Segment Open

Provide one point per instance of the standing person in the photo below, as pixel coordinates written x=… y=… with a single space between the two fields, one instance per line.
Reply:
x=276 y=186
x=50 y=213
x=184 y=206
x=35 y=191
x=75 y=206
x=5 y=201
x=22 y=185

Segment Closed

• [Exercise] All of the material is to be retyped verbatim.

• [Solution for this task]
Provide one point per instance of the standing person in the photo below, as pixel coordinates written x=… y=… with a single space between the two fields, one instance per line.
Reply:
x=276 y=186
x=50 y=213
x=184 y=206
x=35 y=191
x=75 y=206
x=5 y=201
x=22 y=185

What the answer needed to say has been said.